__Goal of the exercise__.
Nothing but the lines from the one with "Target: white background" down to the one with "written as (212,30)." should be returned, exactly and with both ends included, from the material below.

__Material for this exercise__.
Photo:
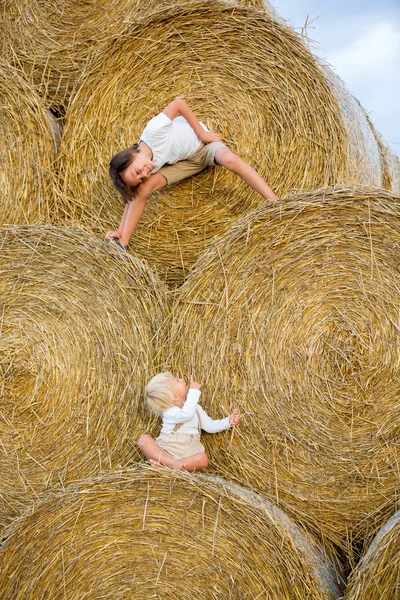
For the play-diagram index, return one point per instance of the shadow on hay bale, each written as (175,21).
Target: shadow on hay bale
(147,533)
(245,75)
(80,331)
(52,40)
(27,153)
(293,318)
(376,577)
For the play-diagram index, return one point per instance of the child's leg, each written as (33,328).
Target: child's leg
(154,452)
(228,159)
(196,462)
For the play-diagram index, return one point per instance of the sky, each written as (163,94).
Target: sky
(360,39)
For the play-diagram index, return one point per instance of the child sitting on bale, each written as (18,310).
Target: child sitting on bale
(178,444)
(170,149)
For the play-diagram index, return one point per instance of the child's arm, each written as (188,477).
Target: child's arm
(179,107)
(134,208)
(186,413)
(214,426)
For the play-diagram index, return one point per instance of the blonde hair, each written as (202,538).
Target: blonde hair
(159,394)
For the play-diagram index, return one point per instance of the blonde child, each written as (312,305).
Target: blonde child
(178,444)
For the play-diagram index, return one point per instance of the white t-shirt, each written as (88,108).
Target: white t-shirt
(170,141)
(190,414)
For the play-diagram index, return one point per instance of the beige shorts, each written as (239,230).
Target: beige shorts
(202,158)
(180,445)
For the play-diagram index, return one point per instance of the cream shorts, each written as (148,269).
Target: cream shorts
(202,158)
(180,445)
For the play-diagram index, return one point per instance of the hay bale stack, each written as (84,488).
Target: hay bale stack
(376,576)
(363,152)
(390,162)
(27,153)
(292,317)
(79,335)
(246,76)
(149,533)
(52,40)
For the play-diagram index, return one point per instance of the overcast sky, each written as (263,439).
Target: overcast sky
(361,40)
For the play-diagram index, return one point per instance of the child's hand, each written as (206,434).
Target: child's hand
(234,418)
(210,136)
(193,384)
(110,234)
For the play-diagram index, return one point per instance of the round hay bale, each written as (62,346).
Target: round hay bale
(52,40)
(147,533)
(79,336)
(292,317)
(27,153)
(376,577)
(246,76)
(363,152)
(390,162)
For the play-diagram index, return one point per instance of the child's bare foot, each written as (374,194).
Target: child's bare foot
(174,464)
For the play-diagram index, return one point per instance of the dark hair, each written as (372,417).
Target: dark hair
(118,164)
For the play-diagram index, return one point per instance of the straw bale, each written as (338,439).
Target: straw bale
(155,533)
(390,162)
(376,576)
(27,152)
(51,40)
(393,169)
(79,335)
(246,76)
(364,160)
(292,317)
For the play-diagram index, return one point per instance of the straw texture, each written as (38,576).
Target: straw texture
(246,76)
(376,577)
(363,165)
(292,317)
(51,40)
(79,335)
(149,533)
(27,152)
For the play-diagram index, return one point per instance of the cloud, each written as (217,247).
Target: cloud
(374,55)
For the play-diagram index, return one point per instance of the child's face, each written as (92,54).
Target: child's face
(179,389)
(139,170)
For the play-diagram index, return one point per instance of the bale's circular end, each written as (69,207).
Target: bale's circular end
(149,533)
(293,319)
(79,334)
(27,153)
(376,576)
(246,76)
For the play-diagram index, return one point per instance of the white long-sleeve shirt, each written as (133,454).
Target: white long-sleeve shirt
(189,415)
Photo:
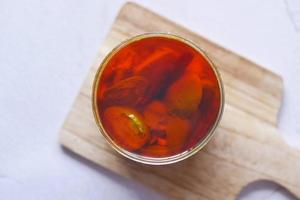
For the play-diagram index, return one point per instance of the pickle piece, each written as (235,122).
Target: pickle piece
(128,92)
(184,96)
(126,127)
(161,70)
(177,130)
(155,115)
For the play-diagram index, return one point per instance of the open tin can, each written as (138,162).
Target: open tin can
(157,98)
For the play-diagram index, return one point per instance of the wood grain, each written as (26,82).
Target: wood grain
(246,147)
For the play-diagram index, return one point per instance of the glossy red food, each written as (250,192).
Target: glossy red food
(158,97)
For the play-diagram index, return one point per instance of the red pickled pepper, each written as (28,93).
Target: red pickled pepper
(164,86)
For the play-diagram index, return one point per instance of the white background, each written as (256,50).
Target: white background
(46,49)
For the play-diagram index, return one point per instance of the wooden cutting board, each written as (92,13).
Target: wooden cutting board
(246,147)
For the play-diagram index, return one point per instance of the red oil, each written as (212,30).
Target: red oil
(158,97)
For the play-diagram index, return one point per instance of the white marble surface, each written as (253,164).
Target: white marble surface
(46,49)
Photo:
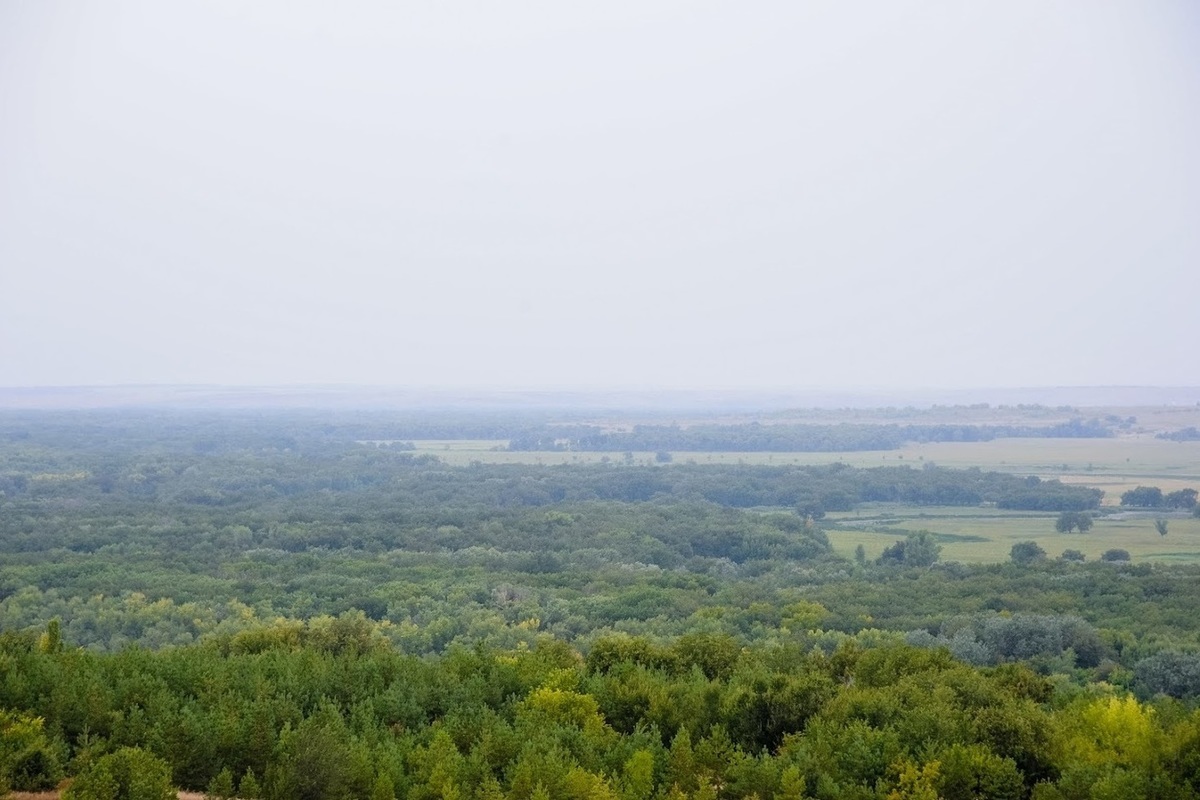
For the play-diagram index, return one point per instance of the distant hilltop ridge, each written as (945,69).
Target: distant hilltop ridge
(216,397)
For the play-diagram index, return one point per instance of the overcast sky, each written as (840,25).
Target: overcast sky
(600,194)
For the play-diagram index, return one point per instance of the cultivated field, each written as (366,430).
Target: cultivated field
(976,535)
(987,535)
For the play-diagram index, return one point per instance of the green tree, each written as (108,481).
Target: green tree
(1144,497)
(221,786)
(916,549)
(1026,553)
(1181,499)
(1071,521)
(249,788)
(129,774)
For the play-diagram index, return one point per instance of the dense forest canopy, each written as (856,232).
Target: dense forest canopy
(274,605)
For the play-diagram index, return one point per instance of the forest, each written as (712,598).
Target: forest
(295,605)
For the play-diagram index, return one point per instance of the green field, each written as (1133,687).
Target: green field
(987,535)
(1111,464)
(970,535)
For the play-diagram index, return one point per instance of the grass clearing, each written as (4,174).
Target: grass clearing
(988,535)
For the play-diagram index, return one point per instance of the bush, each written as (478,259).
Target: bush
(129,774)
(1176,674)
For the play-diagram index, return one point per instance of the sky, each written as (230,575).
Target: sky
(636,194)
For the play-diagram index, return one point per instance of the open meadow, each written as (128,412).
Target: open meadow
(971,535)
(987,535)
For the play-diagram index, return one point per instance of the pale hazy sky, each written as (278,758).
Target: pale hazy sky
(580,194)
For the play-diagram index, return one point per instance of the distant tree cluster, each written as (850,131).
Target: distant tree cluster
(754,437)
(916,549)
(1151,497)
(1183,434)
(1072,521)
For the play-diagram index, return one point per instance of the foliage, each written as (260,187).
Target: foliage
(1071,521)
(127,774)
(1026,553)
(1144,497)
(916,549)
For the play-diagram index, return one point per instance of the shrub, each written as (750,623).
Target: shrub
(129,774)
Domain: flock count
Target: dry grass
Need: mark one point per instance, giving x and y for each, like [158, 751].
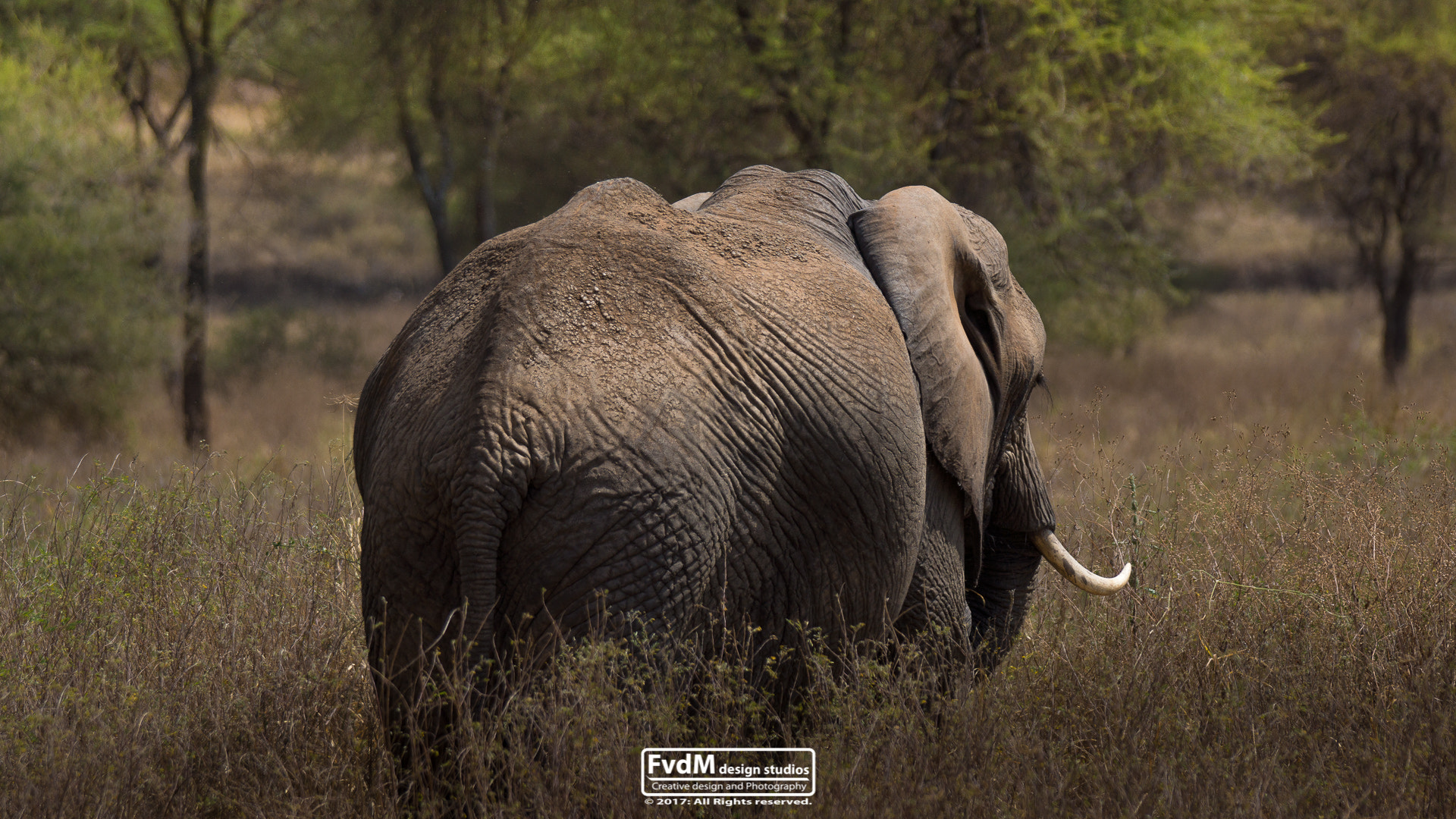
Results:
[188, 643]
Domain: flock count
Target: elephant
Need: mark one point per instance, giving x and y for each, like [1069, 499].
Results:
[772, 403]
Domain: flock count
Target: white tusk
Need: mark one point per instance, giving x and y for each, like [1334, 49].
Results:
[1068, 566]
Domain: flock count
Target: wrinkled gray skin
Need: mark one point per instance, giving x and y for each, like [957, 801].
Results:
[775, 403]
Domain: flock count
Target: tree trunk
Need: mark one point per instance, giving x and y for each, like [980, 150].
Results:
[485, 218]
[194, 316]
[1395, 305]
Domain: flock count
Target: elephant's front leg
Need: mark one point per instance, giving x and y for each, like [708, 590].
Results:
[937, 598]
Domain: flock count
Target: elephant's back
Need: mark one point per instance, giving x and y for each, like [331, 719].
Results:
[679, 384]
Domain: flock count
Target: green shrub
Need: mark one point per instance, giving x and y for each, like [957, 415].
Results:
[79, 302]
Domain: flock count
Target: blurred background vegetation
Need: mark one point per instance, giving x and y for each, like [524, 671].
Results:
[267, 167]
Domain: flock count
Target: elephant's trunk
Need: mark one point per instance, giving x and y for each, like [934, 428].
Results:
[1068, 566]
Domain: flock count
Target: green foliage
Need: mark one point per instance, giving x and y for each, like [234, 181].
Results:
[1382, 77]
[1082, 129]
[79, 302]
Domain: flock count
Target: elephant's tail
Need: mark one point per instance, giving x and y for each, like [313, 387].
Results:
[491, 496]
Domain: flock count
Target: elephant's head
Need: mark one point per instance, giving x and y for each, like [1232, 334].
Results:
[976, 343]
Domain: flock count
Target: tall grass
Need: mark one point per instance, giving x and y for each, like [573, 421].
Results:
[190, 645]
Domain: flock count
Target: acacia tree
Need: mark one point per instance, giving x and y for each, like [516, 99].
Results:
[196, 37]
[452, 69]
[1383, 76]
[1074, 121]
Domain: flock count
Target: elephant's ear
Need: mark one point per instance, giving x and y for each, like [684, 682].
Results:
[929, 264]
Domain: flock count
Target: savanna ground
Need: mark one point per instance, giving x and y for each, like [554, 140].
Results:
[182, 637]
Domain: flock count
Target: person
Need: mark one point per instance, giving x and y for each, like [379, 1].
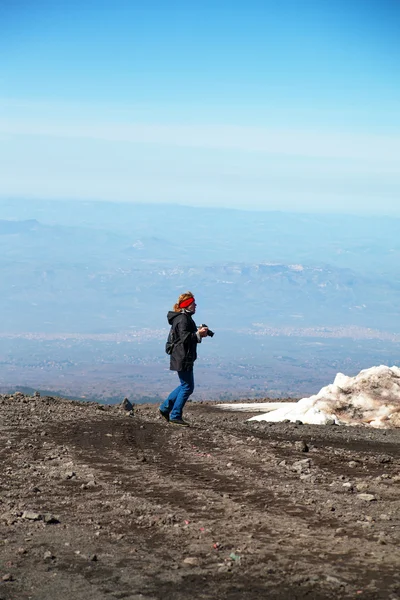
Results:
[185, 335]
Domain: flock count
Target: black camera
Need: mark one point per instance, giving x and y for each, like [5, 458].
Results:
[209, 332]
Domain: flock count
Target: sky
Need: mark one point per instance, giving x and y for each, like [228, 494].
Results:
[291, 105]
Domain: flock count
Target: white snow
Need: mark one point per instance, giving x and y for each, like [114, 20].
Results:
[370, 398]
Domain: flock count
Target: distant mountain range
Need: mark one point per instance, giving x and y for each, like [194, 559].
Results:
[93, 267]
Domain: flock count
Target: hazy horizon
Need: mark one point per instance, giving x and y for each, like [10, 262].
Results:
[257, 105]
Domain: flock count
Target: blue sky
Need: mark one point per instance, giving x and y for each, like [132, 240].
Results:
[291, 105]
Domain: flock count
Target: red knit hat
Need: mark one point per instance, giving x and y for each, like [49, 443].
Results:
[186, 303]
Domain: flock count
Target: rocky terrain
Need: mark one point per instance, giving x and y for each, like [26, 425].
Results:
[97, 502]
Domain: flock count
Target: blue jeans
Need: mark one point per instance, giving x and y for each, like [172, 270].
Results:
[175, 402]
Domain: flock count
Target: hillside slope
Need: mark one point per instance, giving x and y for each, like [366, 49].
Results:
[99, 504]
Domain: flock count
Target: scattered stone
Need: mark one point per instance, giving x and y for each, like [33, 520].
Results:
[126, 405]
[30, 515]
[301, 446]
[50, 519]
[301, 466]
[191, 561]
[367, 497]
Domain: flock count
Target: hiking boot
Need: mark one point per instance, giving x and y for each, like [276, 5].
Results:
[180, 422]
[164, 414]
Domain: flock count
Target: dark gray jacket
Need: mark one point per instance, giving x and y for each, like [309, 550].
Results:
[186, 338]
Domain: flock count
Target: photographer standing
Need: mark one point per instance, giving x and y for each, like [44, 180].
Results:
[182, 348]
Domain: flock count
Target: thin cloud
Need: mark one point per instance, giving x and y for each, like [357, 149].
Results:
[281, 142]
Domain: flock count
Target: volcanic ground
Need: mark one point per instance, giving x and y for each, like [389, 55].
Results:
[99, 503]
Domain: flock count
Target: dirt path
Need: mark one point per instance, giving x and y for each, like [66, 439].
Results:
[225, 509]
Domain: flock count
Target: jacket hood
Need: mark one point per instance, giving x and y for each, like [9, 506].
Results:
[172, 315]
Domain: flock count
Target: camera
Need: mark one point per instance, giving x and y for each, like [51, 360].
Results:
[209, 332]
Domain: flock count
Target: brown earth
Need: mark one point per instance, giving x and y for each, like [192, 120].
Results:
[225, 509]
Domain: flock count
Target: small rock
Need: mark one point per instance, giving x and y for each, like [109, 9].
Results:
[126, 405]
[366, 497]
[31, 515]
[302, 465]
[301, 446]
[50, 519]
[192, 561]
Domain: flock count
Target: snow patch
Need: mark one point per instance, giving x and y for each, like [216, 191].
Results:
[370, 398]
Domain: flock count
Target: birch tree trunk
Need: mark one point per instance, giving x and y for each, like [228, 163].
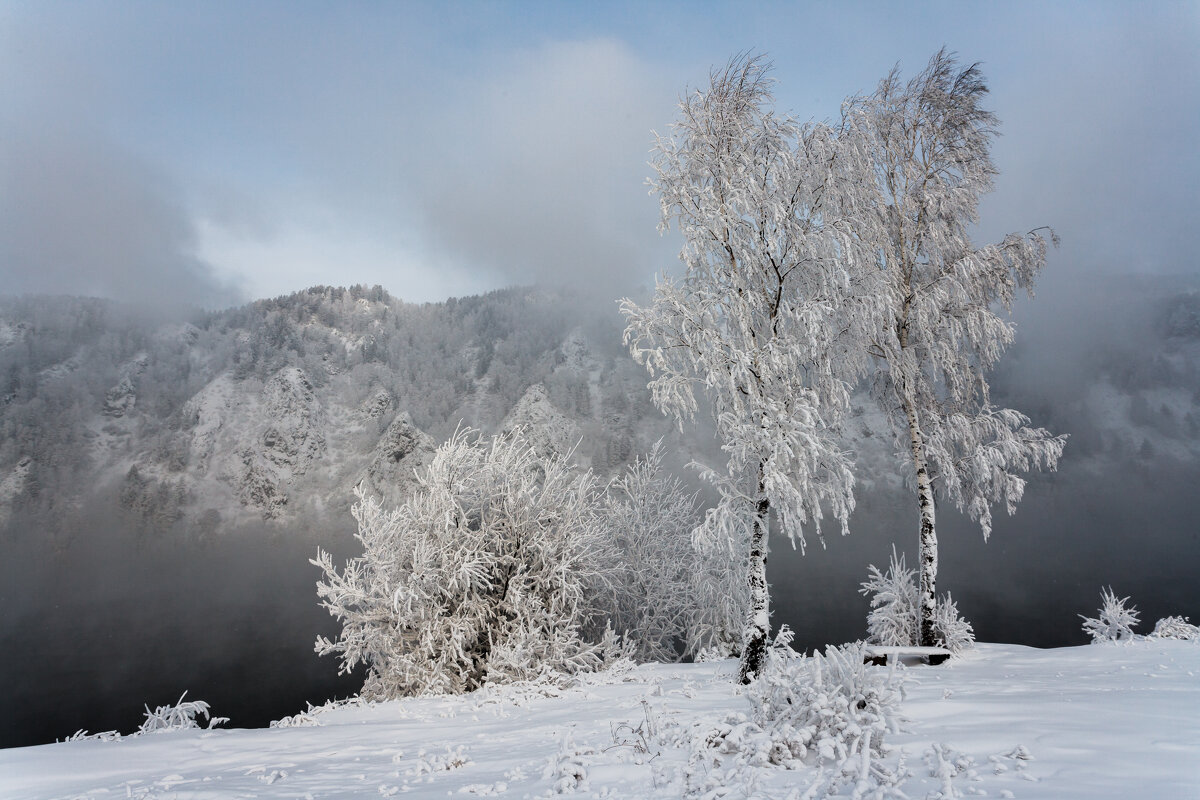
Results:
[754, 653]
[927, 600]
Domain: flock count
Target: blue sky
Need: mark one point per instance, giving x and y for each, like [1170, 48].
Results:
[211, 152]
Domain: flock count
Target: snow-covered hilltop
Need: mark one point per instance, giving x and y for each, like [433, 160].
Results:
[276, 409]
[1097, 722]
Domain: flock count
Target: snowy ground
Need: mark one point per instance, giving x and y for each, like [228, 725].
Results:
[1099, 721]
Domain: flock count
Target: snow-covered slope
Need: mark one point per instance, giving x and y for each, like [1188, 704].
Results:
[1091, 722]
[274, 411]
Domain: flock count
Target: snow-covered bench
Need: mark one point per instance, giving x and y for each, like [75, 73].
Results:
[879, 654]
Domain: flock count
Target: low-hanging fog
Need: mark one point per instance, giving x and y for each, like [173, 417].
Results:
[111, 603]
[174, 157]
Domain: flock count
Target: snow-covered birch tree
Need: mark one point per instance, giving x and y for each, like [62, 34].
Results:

__Solved exercise__.
Target: white background
(46,49)
For the play-diagram index, return one point per instance of the wooden cutting board, each written as (92,13).
Target: wooden cutting board
(246,147)
For the play-diagram index, return one point per instance of the red oil, each written as (212,30).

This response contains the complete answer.